Fragmento:
• • • • • • •

La suspensión era válida hasta el 13 de enero del 78. Y entra aquí mi humilde personalidad, cuya intrusión espero disimule el amigo a quien escribo. Yo estaba a unas diez leguas de distancia del campamento neutralizado, hecho cargo de la redacción del periódico, interrumpida entonces por la falta de comunicación al mismo tiempo que tratando de recuperar mi salud. El general Gómez y el brigadier González con dos o tres oficiales y una pequeña escolta a pie, se dirigieron a Najasa a despachar asuntos particulares y tuvieron la bondad de reclamarme una visita, en la cual me refirieron lo de la marcha del teniente coronel Estrada a Santa Cruz con varios diputados, y el objeto que les llevaba, consecuencia de la reunión ya referida, ignorando ellos el resultado de tan riesgosas medidas. El 8 de enero recibió el general Gómez en mi presencia un expreso del brigadier Benítez. Éste le daba cuenta de la suspensión de hostilidades que hasta entonces ignorábamos y le suplicaba marchase con los diputados Spotorno y Betancourt y conmigo, para que “le ayudasen todos a salir del berengenal en que estaba metido”, pues él había aceptado por su parte la suspensión. Nos pusimos en marcha dudando aun, no de la exactitud de la noticia sino de que se cumpliera el convenio tácito habido entre los jefes de ambos mandos, por no haber mediado trámite alguno oficial y legítimo. Una proclama del comandante general Cassola, hallada al paso, nos sacó de dudas, pues anunciaba que se reanudarían las hostilidades el día 13.

• • • • • • •

Tarea asignada:
Transcribe íntegro, sin alterar una sola palabra, el fragmento anterior sobre la suspensión de hostilidades.

• • • • • • •

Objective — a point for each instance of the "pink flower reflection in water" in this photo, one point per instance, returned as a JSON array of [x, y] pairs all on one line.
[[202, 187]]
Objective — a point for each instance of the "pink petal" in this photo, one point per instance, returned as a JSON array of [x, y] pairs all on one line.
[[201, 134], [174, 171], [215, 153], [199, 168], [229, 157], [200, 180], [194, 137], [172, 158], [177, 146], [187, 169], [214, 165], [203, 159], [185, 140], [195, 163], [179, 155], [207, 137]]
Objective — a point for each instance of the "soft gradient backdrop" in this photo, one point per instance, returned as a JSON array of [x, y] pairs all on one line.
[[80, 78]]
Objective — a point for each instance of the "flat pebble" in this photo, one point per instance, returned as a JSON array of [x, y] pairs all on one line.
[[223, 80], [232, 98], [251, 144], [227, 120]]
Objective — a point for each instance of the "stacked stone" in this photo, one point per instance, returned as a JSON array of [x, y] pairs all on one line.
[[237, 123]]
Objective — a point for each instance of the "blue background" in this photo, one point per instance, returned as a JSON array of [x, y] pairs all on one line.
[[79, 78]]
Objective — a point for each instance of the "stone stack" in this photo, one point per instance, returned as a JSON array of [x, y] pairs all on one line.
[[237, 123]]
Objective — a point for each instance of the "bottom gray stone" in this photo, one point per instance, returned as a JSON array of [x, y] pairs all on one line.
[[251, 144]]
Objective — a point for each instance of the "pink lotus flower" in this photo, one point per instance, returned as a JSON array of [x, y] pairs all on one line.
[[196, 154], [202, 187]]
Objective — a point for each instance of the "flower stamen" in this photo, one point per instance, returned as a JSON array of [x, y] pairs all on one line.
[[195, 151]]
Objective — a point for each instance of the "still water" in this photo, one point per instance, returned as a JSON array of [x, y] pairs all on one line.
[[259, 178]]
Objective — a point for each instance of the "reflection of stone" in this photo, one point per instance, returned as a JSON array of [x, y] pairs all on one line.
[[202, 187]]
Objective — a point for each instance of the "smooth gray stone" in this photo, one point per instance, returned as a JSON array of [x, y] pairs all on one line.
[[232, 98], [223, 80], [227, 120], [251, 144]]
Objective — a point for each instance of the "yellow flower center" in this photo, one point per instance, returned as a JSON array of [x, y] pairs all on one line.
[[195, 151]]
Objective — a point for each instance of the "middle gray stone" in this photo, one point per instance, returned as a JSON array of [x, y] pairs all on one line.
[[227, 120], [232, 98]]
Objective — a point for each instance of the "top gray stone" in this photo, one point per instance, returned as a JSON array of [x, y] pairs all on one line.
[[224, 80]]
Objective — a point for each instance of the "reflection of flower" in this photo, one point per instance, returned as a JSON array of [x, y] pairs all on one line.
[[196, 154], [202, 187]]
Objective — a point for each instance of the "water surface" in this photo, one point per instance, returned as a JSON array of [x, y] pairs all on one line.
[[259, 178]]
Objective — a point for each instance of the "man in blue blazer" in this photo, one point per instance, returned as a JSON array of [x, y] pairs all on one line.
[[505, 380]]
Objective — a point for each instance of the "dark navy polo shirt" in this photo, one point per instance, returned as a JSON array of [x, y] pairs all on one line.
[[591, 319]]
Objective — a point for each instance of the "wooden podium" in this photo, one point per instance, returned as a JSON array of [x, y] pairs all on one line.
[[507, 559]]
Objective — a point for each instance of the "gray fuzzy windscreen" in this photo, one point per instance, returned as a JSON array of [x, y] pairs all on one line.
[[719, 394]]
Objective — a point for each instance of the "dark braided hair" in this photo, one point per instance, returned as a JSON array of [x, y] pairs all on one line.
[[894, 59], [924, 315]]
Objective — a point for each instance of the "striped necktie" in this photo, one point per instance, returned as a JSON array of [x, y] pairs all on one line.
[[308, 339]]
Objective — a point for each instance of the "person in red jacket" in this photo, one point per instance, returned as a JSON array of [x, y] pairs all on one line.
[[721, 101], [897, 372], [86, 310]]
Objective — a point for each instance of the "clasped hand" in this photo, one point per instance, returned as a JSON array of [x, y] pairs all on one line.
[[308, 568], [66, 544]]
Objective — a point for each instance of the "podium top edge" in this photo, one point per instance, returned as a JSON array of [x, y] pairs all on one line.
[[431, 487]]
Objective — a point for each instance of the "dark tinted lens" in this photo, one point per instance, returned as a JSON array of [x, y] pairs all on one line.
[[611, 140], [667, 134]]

• • • • • • •

Solución redactada:
La suspensión era válida hasta el 13 de enero del 78. Y entra aquí mi humilde personalidad, cuya intrusión espero disimule el amigo a quien escribo. Yo estaba a unas diez leguas de distancia del campamento neutralizado, hecho cargo de la redacción del periódico, interrumpida entonces por la falta de comunicación al mismo tiempo que tratando de recuperar mi salud. El general Gómez y el brigadier González con dos o tres oficiales y una pequeña escolta a pie, se dirigieron a Najasa a despachar asuntos particulares y tuvieron la bondad de reclamarme una visita, en la cual me refirieron lo de la marcha del teniente coronel Estrada a Santa Cruz con varios diputados, y el objeto que les llevaba, consecuencia de la reunión ya referida, ignorando ellos el resultado de tan riesgosas medidas. El 8 de enero recibió el general Gómez en mi presencia un expreso del brigadier Benítez. Éste le daba cuenta de la suspensión de hostilidades que hasta entonces ignorábamos y le suplicaba marchase con los diputados Spotorno y Betancourt y conmigo, para que “le ayudasen todos a salir del berengenal en que estaba metido”, pues él había aceptado por su parte la suspensión. Nos pusimos en marcha dudando aun, no de la exactitud de la noticia sino de que se cumpliera el convenio tácito habido entre los jefes de ambos mandos, por no haber mediado trámite alguno oficial y legítimo. Una proclama del comandante general Cassola, hallada al paso, nos sacó de dudas, pues anunciaba que se reanudarían las hostilidades el día 13.